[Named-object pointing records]
__________________________________________________

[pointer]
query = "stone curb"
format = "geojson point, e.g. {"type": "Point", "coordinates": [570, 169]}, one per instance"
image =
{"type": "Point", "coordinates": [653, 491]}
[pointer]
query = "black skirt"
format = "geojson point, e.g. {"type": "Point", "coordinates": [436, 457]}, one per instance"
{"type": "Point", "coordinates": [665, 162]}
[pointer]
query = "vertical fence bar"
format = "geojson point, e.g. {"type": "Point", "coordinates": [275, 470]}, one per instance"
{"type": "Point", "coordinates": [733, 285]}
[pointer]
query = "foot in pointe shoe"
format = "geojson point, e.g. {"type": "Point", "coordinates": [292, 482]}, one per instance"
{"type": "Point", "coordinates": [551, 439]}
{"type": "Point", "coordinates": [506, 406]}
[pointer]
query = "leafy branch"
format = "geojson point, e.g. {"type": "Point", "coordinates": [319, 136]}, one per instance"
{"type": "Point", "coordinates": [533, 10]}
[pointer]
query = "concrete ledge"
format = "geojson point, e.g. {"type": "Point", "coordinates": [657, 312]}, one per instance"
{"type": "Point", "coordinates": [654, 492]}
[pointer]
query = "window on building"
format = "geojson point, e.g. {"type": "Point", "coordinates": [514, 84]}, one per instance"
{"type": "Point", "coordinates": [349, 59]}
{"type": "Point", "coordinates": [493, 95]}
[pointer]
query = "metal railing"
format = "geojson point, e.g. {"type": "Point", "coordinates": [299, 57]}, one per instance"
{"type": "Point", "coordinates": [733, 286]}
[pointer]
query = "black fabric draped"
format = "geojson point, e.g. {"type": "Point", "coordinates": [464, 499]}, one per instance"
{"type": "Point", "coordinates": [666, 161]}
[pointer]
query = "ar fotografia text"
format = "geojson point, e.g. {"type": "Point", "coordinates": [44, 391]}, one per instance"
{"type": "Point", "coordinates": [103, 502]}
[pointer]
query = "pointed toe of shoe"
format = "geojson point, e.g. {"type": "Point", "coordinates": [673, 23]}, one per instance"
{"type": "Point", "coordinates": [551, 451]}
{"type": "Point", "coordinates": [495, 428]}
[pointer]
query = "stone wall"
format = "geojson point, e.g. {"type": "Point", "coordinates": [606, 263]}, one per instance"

__________________________________________________

* Aim: Take the material above and return all of it exactly.

* Exercise result:
[pointer]
query = "stone curb"
format = "geojson point, e.g. {"type": "Point", "coordinates": [570, 169]}, one per instance"
image =
{"type": "Point", "coordinates": [653, 491]}
[pointer]
query = "black skirt"
format = "geojson point, e.g. {"type": "Point", "coordinates": [436, 457]}, one per instance"
{"type": "Point", "coordinates": [665, 162]}
[pointer]
query = "vertical fence bar"
format = "geojson point, e.g. {"type": "Point", "coordinates": [275, 470]}, one per instance"
{"type": "Point", "coordinates": [733, 285]}
[pointer]
query = "foot in pointe shoe"
format = "geojson point, e.g. {"type": "Point", "coordinates": [292, 482]}, one per instance"
{"type": "Point", "coordinates": [551, 439]}
{"type": "Point", "coordinates": [506, 406]}
[pointer]
query = "leafy branch"
format = "geojson point, e.g. {"type": "Point", "coordinates": [319, 136]}, one per instance"
{"type": "Point", "coordinates": [533, 10]}
[pointer]
query = "concrete ledge"
format = "geojson point, e.g. {"type": "Point", "coordinates": [657, 312]}, one per instance"
{"type": "Point", "coordinates": [654, 492]}
[pointer]
query = "window on building"
format = "geojson point, e.g. {"type": "Point", "coordinates": [514, 84]}, one per instance"
{"type": "Point", "coordinates": [349, 59]}
{"type": "Point", "coordinates": [493, 95]}
[pointer]
query = "metal railing"
format = "geojson point, e.g. {"type": "Point", "coordinates": [299, 57]}, one per instance"
{"type": "Point", "coordinates": [733, 286]}
[pointer]
query = "black fabric draped"
format = "geojson point, e.g. {"type": "Point", "coordinates": [464, 499]}, one per instance"
{"type": "Point", "coordinates": [666, 161]}
[pointer]
query = "ar fotografia text"
format = "geojson point, e.g. {"type": "Point", "coordinates": [44, 391]}, one per instance"
{"type": "Point", "coordinates": [103, 502]}
[pointer]
query = "pointed toe of shoe"
format = "geojson point, e.g. {"type": "Point", "coordinates": [673, 23]}, one per instance"
{"type": "Point", "coordinates": [551, 451]}
{"type": "Point", "coordinates": [495, 428]}
[pointer]
query = "stone wall"
format = "geojson point, e.g. {"type": "Point", "coordinates": [606, 263]}, one per instance"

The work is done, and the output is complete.